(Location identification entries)
☆ ☆ ☆ ☆ ☆

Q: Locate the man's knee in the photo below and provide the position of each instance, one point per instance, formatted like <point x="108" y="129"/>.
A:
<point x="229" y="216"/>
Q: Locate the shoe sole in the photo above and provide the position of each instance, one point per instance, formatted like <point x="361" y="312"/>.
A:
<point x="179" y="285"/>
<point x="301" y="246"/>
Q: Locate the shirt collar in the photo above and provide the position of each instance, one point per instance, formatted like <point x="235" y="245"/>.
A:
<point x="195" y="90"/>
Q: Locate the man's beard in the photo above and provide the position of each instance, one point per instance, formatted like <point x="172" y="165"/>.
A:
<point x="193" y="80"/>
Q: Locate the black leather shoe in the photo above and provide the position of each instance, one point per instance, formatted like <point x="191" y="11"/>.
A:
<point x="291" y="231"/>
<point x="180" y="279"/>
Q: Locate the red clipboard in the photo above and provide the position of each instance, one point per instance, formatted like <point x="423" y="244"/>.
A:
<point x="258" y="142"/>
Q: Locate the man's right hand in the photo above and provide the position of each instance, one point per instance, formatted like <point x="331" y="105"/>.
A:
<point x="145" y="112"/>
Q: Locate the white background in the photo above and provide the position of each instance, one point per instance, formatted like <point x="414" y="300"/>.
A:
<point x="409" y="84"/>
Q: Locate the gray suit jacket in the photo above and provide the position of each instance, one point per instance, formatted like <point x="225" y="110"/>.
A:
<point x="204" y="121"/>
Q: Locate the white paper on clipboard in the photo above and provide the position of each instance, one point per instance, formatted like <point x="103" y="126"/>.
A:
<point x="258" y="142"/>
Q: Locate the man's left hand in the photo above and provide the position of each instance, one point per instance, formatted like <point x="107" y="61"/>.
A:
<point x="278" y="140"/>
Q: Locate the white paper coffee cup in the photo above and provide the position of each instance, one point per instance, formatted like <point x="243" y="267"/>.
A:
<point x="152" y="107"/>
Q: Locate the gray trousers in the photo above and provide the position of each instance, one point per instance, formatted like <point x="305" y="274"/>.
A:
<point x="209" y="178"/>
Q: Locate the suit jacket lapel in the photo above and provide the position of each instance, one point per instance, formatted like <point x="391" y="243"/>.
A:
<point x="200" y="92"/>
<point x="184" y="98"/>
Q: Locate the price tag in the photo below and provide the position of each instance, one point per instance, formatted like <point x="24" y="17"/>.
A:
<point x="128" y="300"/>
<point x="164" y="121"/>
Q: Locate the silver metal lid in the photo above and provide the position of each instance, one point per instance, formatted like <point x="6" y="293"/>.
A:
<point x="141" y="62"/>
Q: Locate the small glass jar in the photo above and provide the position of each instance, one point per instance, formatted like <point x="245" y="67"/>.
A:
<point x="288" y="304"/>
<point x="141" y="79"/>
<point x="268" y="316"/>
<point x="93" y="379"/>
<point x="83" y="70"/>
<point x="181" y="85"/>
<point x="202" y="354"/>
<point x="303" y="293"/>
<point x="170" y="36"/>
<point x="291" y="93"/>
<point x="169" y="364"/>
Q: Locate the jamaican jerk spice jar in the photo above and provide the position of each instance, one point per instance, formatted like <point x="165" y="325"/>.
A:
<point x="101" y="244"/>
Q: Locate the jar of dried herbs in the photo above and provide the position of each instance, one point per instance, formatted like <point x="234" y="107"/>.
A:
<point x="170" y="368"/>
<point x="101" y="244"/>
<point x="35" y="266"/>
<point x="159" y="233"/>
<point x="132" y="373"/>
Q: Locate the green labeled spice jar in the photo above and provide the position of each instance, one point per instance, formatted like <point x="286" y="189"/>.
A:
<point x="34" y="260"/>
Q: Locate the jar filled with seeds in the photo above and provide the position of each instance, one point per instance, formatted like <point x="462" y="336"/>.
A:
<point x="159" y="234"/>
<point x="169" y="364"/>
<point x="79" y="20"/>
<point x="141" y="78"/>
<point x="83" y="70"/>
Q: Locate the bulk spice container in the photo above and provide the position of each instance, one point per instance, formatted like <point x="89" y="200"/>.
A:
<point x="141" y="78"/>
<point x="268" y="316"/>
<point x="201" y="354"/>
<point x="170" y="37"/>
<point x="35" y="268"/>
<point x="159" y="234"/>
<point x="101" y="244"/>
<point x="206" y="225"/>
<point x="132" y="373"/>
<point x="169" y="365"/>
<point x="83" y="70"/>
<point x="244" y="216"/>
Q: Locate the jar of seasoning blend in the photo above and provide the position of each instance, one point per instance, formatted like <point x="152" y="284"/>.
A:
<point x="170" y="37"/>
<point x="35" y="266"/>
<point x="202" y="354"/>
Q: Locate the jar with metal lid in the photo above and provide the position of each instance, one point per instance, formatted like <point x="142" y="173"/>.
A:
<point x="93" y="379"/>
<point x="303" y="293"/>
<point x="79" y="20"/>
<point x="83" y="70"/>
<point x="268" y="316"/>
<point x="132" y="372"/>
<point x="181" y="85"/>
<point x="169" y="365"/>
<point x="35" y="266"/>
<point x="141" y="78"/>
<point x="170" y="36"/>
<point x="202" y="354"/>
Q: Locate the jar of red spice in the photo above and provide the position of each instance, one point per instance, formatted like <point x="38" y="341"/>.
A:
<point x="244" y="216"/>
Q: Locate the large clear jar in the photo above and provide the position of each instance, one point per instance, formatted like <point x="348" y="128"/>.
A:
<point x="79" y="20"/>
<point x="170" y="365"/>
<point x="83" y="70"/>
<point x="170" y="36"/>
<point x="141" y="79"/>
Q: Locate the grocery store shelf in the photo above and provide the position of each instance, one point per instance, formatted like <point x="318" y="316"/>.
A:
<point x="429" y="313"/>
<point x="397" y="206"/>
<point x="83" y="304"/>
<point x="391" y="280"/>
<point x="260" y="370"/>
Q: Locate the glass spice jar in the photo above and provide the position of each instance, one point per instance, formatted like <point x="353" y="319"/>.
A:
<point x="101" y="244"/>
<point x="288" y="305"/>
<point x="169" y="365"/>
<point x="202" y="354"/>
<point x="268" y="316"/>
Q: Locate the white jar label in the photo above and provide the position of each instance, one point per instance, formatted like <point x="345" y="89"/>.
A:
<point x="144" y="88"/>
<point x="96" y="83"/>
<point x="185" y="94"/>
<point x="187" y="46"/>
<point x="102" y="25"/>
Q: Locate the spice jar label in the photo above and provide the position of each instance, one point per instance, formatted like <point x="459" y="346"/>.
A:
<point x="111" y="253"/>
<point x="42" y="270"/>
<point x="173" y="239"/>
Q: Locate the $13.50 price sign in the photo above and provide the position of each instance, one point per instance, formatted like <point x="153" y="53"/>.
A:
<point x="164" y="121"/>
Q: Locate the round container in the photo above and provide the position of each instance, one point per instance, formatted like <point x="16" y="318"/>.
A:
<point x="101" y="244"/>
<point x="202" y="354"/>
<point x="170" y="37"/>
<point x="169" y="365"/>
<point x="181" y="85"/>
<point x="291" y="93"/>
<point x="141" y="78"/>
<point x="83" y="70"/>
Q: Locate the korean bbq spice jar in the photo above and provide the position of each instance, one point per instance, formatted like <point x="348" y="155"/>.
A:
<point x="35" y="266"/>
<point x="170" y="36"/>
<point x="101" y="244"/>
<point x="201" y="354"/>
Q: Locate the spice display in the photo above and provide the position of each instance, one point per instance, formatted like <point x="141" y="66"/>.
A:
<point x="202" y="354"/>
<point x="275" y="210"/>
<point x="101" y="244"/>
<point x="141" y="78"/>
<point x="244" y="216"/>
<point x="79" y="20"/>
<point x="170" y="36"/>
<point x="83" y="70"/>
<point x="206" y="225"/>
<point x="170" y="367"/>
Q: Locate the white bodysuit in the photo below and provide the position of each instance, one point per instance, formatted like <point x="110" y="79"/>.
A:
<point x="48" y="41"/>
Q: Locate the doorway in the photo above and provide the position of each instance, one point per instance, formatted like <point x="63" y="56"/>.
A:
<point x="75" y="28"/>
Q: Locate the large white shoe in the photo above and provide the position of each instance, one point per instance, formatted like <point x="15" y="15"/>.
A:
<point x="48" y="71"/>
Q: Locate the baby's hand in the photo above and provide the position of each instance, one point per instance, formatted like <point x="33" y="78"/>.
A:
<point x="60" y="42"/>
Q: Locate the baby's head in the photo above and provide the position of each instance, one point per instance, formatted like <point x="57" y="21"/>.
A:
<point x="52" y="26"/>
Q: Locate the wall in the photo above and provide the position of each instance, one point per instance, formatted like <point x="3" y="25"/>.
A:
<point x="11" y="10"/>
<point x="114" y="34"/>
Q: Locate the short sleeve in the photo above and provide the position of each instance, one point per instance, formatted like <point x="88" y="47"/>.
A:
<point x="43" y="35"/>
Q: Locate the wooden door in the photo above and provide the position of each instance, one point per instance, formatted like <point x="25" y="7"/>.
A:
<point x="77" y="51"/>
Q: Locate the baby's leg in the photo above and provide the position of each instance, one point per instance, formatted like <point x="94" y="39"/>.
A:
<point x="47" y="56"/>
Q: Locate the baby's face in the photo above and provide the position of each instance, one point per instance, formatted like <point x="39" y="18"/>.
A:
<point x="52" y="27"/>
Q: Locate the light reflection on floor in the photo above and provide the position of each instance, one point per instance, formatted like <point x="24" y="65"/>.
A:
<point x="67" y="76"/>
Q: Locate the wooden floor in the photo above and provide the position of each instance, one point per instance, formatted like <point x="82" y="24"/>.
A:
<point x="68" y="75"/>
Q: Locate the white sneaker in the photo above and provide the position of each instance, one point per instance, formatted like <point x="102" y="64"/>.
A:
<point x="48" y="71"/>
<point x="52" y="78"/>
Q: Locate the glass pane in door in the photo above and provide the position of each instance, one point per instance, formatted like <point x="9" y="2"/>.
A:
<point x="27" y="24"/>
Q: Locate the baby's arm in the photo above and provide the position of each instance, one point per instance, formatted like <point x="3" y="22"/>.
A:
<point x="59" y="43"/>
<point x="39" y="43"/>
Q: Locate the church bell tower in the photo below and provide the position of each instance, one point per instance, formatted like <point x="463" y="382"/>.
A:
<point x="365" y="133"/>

☆ ☆ ☆ ☆ ☆

__Problem description__. Reproduce the records above exactly, starting with the line that contains "Q: Locate the short" and ending with the last line.

__Response for this exercise__.
Q: Locate the short sleeve in the photo above and provide the position of each instance, one point per instance, formatted like <point x="88" y="47"/>.
A:
<point x="43" y="35"/>
Q: Locate the wooden door in the photo above and provide the position of each instance, one point per instance, formatted like <point x="25" y="7"/>.
A:
<point x="77" y="51"/>
Q: Locate the baby's leg in the photo above and provide the position of each instance, one point per instance, formatted like <point x="94" y="39"/>.
A:
<point x="47" y="56"/>
Q: Locate the baby's face in the photo above and provide the position of each instance, one point per instance, formatted like <point x="39" y="18"/>.
A:
<point x="52" y="27"/>
Q: Locate the light reflection on floor in the photo above and provide the position of each instance, one point per instance, formatted like <point x="24" y="65"/>.
A:
<point x="67" y="76"/>
Q: Locate the wooden floor in the photo above and provide the position of each instance, one point per instance, formatted like <point x="82" y="24"/>.
A:
<point x="68" y="75"/>
Q: Locate the white sneaker in the photo above and provide the position of each instance, one point per instance, formatted like <point x="102" y="64"/>.
A:
<point x="48" y="71"/>
<point x="52" y="78"/>
Q: Locate the glass pane in door in the photo above and provide the position of each instance, one point per instance, formatted like <point x="9" y="2"/>.
A:
<point x="27" y="24"/>
Q: Locate the baby's arm in the photo above and provide the position of each instance, one point per instance, formatted like <point x="3" y="22"/>.
A:
<point x="59" y="43"/>
<point x="39" y="43"/>
Q: Locate the church bell tower in the photo below and provide the position of each instance, one point per instance, formatted like <point x="463" y="382"/>.
A:
<point x="365" y="133"/>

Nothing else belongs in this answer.